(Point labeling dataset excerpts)

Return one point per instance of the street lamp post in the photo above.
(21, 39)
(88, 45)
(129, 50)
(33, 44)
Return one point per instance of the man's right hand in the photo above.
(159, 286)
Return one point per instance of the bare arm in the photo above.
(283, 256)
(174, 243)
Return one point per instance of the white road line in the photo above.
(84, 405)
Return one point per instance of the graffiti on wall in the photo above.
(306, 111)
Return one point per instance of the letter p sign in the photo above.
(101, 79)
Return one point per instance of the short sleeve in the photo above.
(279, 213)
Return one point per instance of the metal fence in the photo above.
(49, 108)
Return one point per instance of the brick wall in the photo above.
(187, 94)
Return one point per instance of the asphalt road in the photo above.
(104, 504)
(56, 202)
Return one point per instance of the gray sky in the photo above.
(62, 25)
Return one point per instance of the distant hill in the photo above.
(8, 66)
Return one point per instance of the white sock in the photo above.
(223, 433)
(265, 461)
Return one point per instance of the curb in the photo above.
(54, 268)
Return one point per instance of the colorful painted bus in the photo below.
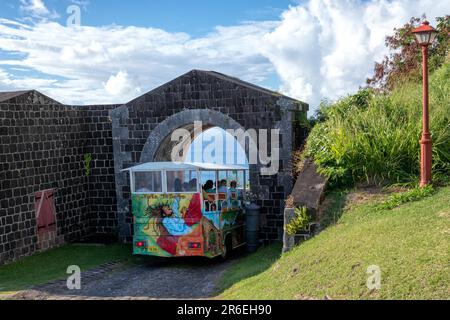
(188, 209)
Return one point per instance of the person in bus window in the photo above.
(233, 192)
(209, 186)
(223, 186)
(178, 187)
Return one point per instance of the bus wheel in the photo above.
(227, 248)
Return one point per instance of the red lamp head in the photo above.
(425, 34)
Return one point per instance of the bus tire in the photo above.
(227, 248)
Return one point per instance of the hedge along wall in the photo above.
(43, 146)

# Task instructions
Reproduce every line in the stretch from the line containing "Return one point per instance of the bus tire" through the end of the listing, adding 65 to each coordinate value in the answers.

# Problem solution
Return one point per instance of the bus tire in the photo above.
(292, 313)
Return one point per instance of the hedge along wall in the photo above.
(108, 211)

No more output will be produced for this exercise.